> _ACTIVITY 1_
In the Ebola news report, rewrite the paragraph beginning "He was admitted to Texas Health Presbyterian Hospital" as a short bulleted list that keeps its main facts.
> _ACTIVITY 2_
Name every country mentioned in the Ebola news report.
> _ACTIVITY 3_
Carry the Ebola news report forward with a few more sentences, starting right after its final sentence.

> _PASSAGE FOR REVIEW_
*** Block opens ***

Texas health officials said as many as 80 people were in contact with the Dallas Ebola patient at some point, NBC News reported.
This marks a significant jump from 18 people authorities had said may have been exposed to the deadly virus. A number of children also had contact with the man.
Additionally, four members of the patient's family have been ordered to stay at home, NBC said, citing Texas officials.
The man, from Vickery Meadow in Dallas, is the first person diagnosed with Ebola in the US and was taken into hospital on Sunday.
He was admitted to Texas Health Presbyterian Hospital two days after being sent home from a Dallas hospital and was seen vomiting on the ground outside an apartment complex as he was put into an ambulance.
The man had flown back to the US from Liberia where he had reportedly helped bring a woman with Ebola to hospital in Liberia.
She was turned away due to a lack of space and he brought her home, where she later died.
Ebola spreads through contact with bodily fluids such as blood or saliva, which health experts say limits its potential to infect others, unlike airborne diseases.
But, the long window of time before patients exhibit signs of infection, such as fever, vomiting and diarrhoea, means an infected person can travel without detection.
Meanwhile, charity Save the Children has said people in Sierra Leone are being infected with Ebola at the rate of five every hour.
It said 765 new cases were reported last week but there were only 327 hospital beds available and the rate of infection means healthcare demands are far outstripping supply.
The charity said that as soon as the authorities get on top of the virus in one area, it emerges in another.
Country director in Sierra Leone Rob MacGillivray said it is very difficult to give accurate figures on the number of children who are dying from Ebola as monitoring systems are unable to keep pace with the outbreak.
So far, more than 3,300 people have died in the Ebola outbreak in west Africa.
There have been 7,178 confirmed cases, with Sierra Leone, Liberia and Guinea suffering the most.

*** Block closes ***

> _DATA SHOWN_

*** Block opens ***

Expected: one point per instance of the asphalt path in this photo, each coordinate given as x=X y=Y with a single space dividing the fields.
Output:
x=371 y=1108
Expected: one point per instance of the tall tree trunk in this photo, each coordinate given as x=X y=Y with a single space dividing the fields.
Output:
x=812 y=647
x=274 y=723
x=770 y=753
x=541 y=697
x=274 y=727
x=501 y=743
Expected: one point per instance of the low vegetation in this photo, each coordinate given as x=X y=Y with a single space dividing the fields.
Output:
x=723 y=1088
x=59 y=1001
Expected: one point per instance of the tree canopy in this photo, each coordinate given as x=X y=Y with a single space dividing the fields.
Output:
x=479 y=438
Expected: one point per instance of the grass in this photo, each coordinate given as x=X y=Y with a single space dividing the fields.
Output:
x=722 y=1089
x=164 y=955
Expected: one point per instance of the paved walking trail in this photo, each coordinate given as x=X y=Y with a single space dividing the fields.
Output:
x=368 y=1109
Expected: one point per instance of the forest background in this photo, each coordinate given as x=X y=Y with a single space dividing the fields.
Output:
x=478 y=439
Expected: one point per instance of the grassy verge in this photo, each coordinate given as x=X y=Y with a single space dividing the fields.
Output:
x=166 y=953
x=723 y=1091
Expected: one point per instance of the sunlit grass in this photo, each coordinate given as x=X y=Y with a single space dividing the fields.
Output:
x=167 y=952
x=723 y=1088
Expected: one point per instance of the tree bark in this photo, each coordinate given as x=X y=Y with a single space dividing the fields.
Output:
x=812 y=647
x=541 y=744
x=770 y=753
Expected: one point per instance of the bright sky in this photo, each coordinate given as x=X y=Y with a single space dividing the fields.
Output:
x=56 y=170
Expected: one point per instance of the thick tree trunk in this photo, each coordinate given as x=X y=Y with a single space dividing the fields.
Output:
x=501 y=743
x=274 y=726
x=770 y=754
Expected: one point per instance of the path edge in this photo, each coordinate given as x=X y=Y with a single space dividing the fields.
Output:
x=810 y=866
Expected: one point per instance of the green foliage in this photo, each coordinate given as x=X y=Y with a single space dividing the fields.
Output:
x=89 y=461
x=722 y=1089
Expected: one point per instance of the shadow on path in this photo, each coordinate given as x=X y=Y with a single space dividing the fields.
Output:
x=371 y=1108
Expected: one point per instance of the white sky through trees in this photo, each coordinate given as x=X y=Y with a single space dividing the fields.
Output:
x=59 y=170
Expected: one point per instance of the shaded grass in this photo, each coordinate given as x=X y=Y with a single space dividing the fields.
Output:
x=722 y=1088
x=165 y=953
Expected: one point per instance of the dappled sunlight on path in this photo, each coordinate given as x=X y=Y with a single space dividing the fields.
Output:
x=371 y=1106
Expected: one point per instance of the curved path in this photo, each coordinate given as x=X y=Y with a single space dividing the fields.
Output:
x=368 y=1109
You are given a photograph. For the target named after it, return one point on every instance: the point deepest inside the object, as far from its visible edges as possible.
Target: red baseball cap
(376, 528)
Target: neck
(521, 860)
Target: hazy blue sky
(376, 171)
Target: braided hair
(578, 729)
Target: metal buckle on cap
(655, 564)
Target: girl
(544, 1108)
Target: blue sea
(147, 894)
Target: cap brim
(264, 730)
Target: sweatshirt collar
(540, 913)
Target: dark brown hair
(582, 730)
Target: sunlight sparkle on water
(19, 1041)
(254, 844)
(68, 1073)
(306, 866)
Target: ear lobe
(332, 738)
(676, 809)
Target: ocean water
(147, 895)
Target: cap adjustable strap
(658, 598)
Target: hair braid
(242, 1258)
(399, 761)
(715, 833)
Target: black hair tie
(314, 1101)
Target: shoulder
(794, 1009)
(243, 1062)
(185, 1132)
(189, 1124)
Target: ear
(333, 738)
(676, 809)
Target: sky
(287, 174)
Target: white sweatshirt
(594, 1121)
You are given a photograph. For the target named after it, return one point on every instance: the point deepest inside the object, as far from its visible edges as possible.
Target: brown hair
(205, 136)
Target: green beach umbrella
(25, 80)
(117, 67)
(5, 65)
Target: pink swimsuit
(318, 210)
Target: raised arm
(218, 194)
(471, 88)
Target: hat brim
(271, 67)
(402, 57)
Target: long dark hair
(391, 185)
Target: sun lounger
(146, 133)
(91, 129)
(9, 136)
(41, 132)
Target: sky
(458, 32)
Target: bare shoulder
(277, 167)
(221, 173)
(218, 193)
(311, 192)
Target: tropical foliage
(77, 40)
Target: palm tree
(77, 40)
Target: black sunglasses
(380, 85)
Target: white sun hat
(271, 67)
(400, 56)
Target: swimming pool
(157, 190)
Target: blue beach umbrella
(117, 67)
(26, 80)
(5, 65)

*** Block closes ***

> _RESPONSE AREA 1_
- Admitted to Texas Health Presbyterian Hospital
- This came two days after a Dallas hospital sent him home
- He was seen vomiting on the ground outside an apartment complex as he was put into an ambulance

> _RESPONSE AREA 2_
- United States (US)
- Liberia
- Sierra Leone
- Guinea

> _RESPONSE AREA 3_
An international conference was held in London today to raise awareness about Ebola.
Participating countries will discuss how the global community can provide an effective response to the crisis in West Africa.
They are expected to announce pledges to support the international effort to defeat the disease.
Britain's Foreign Secretary Philip Hammond has called for countries to increase financial aid, as well as other vital help, including medical expertise, transport and supplies.
"We need help from the international community to provide us with the doctors and nurses, so we're asking other countries to piggy back on the structure we've put in place," he said.
"Britain's got a footprint on the ground in Sierra Leone, we've got military engineers there, we've got a big DFID presence, we've got a plan to roll out a large number of additional Ebola treatment beds."
Experts have warned that the outbreak has developed at an unprecedented scale with the current rate of infection standing at 1.7, meaning that for every ten people that contract the virus a further 17 will also be infected.
The aim is to get the rate down to one, and eventually below one, in the fight to stop the spread of the deadly disease.
Experts believe they have a 90-day window to halt the spread of Ebola, which could otherwise have infected around 1.5 million people by January.
Sierra Leone President Ernest Bai Koroma was due to be the guest of honour at the half-day meeting in London, but cannot attend because his plane broke down.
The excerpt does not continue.